Oct 07, 2021 - Sale 2581

Sale 2581 - Lot 1

Unsold
Estimate: $ 15,000 - $ 25,000
HENRY OSSAWA TANNER (1859 - 1937)
Head of a Sheep.

Oil on canvas, mounted on board, circa 1880-81. Approximately 267x254 mm; 10 1/2x10 inches. Signed in oil, lower left recto. With a cropped oil study of a nude on the verso of the board.

Provenance: the estate of the artist, with estate blue ink stamp and the ink signature of Jesse O. Tanner, on the frame back; Grand Central Art Galleries, New York, with the label on the frame back; the artist Harry Andrew Jackson; thence by descent, private collection, Wyoming.

WHAT THIS TASK INVOLVES:
Continue the auction listing for the Tanner painting from the point where it ends. The rows that follow are not required for this work.

ENTRIES SUPPLIED:

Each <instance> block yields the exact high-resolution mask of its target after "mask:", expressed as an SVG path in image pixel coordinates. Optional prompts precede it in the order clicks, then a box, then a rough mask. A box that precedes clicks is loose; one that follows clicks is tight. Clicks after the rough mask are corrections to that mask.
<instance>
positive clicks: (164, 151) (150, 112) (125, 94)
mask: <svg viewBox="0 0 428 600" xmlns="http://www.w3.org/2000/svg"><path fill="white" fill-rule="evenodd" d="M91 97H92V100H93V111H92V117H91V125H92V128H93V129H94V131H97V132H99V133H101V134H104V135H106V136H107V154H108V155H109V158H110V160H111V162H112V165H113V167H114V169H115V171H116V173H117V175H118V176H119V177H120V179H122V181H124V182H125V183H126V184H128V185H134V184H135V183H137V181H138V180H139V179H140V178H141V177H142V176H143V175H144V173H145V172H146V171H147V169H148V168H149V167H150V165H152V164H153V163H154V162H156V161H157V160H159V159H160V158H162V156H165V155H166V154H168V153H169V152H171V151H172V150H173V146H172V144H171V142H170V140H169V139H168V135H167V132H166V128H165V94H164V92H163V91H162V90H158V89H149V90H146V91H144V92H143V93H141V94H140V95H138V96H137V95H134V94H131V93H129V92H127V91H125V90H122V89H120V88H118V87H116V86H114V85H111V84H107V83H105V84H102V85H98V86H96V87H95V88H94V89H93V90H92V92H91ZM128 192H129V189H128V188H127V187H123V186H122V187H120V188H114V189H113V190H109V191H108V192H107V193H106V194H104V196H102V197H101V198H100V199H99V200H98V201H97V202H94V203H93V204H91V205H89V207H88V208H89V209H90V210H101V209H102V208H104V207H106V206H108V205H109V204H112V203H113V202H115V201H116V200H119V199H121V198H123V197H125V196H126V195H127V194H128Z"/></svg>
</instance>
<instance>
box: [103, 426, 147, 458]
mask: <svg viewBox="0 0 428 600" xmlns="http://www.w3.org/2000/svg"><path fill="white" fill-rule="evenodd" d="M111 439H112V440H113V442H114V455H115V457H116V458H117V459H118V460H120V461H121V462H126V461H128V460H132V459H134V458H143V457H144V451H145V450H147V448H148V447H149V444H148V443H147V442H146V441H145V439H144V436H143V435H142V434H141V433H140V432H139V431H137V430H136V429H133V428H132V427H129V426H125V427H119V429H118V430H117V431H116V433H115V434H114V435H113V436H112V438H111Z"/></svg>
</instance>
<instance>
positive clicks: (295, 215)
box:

EXERCISE RESPONSE:
Tanner painted Head of a Sheep early in his studies at the Pennsylvania Academy of the Fine Arts when he seized on the speciality of painting animals. With the support of his parents and inspiration from the 1876 Philadelphia Exposition, Henry Ossawa Tanner enrolled at the Academy in December of 1879. A year later he began life drawing classes under the tutelage of Thomas Eakins. After an interest in maritime painting, Tanner settled on painting animal subjects, with his stated desire "to become an American Landseer." According to Anna O. Marley, "Tanner was so devoted to animal painting that he bought a sheep to serve as a model for his pastoral compositions." This small study has clear ties in subject to Tanner's 1881 Boy and Sheep Under a Tree. But its bold passages of painterly brushwork are closer to his naturalist study of lions, Pomp at the Zoo, circa 1880, and Lion Licking its Paw, 1886. Marley p. 19; Mosby pp. 74-75.